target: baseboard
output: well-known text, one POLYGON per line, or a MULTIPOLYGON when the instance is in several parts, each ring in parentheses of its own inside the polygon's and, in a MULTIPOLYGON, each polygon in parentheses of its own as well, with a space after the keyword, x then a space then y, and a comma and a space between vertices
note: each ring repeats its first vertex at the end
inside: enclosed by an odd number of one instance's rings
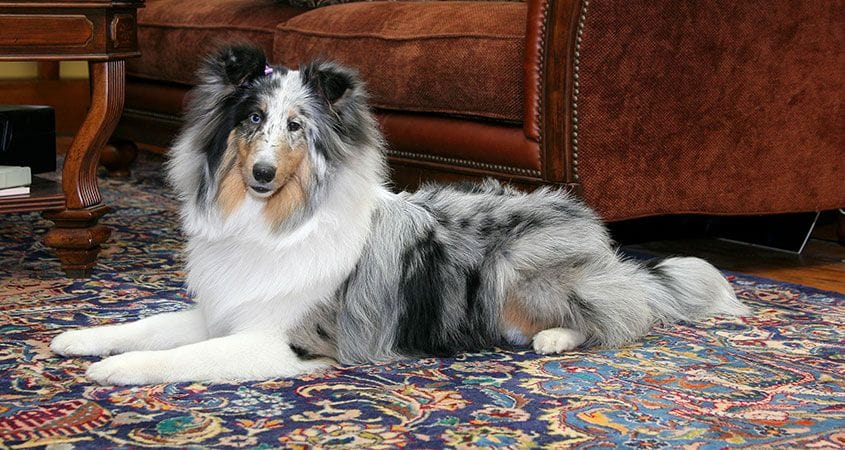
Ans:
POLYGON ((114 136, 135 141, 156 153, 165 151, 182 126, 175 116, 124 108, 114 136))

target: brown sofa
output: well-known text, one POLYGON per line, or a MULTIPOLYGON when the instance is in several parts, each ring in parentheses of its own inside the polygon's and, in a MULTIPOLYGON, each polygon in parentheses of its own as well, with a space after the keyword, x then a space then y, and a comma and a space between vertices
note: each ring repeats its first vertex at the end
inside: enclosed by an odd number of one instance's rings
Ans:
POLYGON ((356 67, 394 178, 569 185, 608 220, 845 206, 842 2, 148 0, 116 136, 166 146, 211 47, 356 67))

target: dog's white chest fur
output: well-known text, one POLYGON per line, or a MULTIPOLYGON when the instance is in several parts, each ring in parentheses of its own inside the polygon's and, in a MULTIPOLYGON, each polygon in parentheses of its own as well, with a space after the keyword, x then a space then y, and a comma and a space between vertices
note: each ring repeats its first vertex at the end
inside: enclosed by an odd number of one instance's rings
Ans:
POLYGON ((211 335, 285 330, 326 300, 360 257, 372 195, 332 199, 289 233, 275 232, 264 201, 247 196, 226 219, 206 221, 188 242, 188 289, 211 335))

──────────

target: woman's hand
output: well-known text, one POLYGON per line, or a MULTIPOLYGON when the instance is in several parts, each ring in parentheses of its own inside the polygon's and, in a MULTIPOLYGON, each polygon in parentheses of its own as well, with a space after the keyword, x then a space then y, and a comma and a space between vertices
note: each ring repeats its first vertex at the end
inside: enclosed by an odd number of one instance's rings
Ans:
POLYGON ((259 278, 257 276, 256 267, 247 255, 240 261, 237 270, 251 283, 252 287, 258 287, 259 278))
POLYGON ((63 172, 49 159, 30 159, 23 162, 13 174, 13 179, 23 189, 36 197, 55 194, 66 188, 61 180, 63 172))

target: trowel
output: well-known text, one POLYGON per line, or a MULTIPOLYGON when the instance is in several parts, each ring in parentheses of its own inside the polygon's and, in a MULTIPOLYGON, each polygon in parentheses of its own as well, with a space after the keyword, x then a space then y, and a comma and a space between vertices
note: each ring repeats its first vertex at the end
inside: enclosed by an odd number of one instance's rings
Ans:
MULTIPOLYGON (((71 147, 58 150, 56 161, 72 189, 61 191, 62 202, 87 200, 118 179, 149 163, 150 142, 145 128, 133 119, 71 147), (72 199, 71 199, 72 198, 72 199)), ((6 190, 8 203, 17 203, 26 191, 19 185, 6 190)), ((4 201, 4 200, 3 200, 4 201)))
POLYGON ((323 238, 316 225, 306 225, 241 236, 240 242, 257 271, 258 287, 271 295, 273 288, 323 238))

──────────

→ **PROBLEM**
Check the entries above for the word "target" and copy every line where it turns up.

→ **TASK RESULT**
target: baseboard
target: brown sofa
target: dog's white chest fur
target: woman's hand
target: trowel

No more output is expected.